[Image point grounding data]
Start of Block

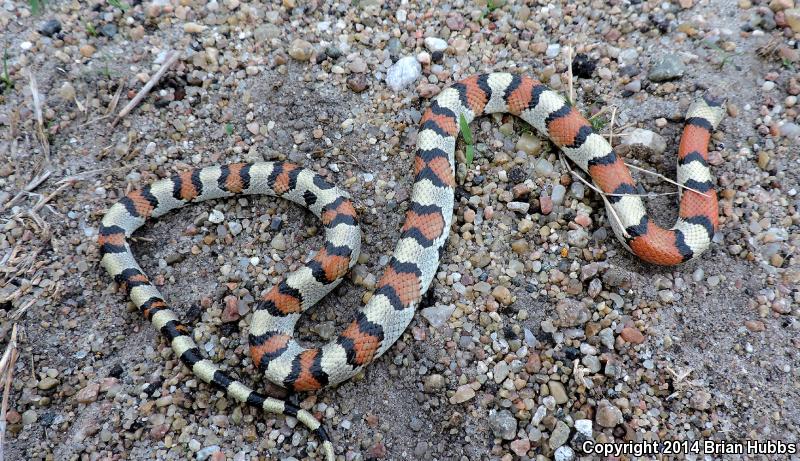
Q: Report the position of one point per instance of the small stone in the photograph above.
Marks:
(67, 92)
(301, 50)
(667, 67)
(47, 383)
(559, 435)
(503, 295)
(558, 392)
(584, 427)
(503, 424)
(546, 204)
(463, 394)
(583, 66)
(404, 72)
(519, 207)
(455, 22)
(780, 5)
(553, 50)
(216, 216)
(204, 453)
(521, 446)
(438, 315)
(646, 138)
(558, 194)
(543, 167)
(500, 371)
(632, 335)
(29, 417)
(564, 453)
(278, 242)
(88, 394)
(700, 400)
(792, 18)
(377, 451)
(231, 311)
(357, 65)
(529, 143)
(428, 90)
(357, 82)
(434, 44)
(608, 415)
(108, 30)
(193, 28)
(628, 56)
(50, 27)
(433, 383)
(87, 50)
(790, 130)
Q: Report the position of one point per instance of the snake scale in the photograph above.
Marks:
(412, 267)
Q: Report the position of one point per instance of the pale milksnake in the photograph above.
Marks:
(411, 269)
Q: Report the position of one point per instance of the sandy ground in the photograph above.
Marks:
(78, 328)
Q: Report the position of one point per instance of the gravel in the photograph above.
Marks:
(538, 324)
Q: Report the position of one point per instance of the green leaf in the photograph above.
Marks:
(467, 134)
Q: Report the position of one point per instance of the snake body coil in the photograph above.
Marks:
(413, 265)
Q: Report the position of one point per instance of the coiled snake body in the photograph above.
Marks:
(413, 265)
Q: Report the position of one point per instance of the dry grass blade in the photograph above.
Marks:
(115, 100)
(570, 78)
(682, 186)
(37, 109)
(172, 57)
(7, 373)
(603, 195)
(611, 125)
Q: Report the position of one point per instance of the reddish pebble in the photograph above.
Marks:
(521, 190)
(88, 394)
(231, 312)
(632, 335)
(546, 204)
(107, 383)
(521, 446)
(377, 451)
(12, 417)
(428, 90)
(583, 220)
(158, 432)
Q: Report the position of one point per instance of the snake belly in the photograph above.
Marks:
(412, 267)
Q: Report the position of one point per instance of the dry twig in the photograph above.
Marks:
(172, 57)
(658, 175)
(7, 372)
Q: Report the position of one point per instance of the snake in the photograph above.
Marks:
(411, 268)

End of Block

- _PROBLEM REQUIREMENTS_: Nothing but the lines from the one that contains "twig in the photograph above." through the end of the data above should appear, each reproduced exactly.

- _TASK SOLUTION_:
Q: Report the position of one point per instance of the dry twig in the photograph above.
Marks:
(172, 57)
(658, 175)
(7, 372)
Q: Report the position of one point per instance of the snake in the photograph above.
Marks:
(411, 268)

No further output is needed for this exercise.